Stored items:
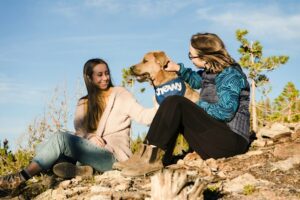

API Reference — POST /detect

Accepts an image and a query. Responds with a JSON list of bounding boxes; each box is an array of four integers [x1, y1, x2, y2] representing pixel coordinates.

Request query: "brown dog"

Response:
[[130, 51, 200, 104]]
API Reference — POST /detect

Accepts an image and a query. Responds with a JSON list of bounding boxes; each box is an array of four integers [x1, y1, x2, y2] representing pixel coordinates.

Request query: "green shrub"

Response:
[[0, 140, 33, 175]]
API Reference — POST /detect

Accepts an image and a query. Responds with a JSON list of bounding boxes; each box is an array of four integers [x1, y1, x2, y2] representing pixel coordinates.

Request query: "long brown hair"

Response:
[[191, 33, 236, 73], [81, 58, 113, 132]]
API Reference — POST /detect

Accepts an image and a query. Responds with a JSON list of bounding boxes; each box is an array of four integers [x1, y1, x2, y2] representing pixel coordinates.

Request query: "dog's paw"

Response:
[[183, 151, 202, 161]]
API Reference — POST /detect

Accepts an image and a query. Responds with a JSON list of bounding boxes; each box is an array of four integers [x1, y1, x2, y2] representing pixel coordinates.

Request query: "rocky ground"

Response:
[[2, 124, 300, 200]]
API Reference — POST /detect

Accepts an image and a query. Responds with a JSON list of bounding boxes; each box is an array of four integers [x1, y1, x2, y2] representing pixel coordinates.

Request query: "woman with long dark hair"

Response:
[[0, 58, 156, 191], [114, 33, 250, 176]]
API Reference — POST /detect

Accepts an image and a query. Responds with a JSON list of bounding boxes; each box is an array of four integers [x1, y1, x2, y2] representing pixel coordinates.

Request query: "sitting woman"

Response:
[[114, 33, 250, 176], [0, 59, 157, 190]]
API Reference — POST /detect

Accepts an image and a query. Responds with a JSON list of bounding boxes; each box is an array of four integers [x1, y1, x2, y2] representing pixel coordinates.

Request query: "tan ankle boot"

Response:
[[122, 145, 165, 177], [53, 162, 93, 179], [0, 172, 26, 190], [112, 144, 146, 170]]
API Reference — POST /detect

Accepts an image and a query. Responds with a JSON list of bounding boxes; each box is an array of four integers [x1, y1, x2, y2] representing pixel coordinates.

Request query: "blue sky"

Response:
[[0, 0, 300, 150]]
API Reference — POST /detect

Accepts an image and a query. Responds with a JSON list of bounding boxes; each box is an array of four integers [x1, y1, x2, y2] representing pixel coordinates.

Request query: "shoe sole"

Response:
[[53, 163, 93, 179]]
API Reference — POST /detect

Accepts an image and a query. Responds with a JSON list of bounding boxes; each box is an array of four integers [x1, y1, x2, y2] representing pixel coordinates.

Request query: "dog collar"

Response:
[[154, 77, 186, 104]]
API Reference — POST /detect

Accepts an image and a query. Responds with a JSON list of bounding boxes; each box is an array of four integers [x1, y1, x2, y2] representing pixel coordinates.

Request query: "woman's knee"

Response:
[[160, 95, 187, 108]]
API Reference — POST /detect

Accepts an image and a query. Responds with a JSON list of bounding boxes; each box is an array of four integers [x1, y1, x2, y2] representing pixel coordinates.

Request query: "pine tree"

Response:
[[236, 29, 289, 132], [274, 82, 300, 122]]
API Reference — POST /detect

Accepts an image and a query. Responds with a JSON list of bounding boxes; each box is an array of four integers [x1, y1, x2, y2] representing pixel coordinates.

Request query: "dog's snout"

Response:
[[129, 65, 135, 74]]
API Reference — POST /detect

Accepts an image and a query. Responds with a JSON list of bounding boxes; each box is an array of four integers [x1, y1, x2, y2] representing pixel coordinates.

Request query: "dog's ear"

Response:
[[153, 51, 168, 68]]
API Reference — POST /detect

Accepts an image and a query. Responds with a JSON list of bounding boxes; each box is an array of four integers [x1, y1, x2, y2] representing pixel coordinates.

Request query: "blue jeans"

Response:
[[32, 132, 116, 172]]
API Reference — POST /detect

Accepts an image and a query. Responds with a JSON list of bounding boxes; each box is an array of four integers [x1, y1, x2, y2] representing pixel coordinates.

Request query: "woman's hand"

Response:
[[88, 135, 106, 147], [165, 59, 180, 72]]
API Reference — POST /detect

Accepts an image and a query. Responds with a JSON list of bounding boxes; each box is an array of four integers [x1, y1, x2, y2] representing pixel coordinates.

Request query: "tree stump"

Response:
[[151, 169, 207, 200]]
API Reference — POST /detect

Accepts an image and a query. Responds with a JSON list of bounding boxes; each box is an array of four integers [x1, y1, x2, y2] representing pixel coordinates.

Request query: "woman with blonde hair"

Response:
[[0, 58, 157, 192], [114, 33, 249, 176]]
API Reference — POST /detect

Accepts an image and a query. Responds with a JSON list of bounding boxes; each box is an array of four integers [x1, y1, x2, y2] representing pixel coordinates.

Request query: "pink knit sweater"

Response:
[[74, 87, 157, 161]]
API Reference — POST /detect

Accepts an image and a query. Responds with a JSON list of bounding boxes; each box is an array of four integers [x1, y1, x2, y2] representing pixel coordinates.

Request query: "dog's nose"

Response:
[[129, 65, 134, 73]]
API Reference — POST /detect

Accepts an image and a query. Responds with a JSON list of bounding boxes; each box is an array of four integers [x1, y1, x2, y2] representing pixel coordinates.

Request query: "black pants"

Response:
[[145, 96, 248, 159]]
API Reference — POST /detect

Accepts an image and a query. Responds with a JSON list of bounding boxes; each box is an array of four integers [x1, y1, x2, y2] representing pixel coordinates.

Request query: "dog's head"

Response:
[[130, 51, 175, 85]]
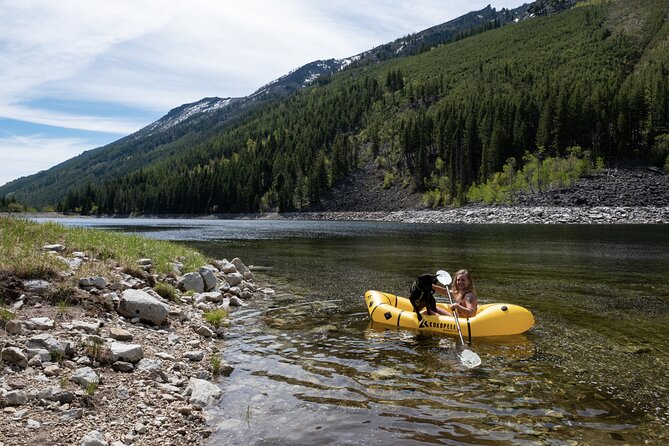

[Stated task] Scale the rows by copying everything from the start of the rows down to the line containing "[[2, 124, 300, 200]]", both included, with each bounding-box coordinate in the responses multiplied by 0.2 and rounded to a whole number, halves up. Keep all other text as it is, and leave the pictures out.

[Result of the task]
API Reference — POST /detect

Accepts an image and a query. Responds with a JSON list of bounding boxes; each box is an array of four integers [x1, y1, x2, y2] representing pixel coordinates.

Request query: "brown dog"

Response:
[[26, 10, 40, 21]]
API Reference — POST /detect

Accepts an image and a query. Responds with a JSON list of bounding boxes; each box is an array of four integers [x1, y1, x2, y2] representing pixel coordinates.

Request query: "green shrub"

Response:
[[0, 28, 7, 35]]
API Reference — POST /detect

Accepts an image and a query. Responds with a JSON list of bounding boxes; each box is an array of four integers [x1, y1, x2, y2] representing pixel coordinates.

Request query: "long brown hair"

Response:
[[38, 7, 47, 15], [16, 12, 23, 26]]
API Reference — POST /detect

Accepts an image and a query. Responds with a JSON list of bounding boxes; each box is an array of four integers [x1, y1, x2, y2] representing pixel coordinates.

Request query: "dog's paw"

Response:
[[37, 30, 40, 32]]
API Reference — POST /detect

Accepts an image and a query. Responds with a JSON list of bounding boxes; each box is an array of four integers [x1, y1, x2, y2] representing pixel coordinates.

Request query: "rocky ground"

Response:
[[0, 25, 60, 40]]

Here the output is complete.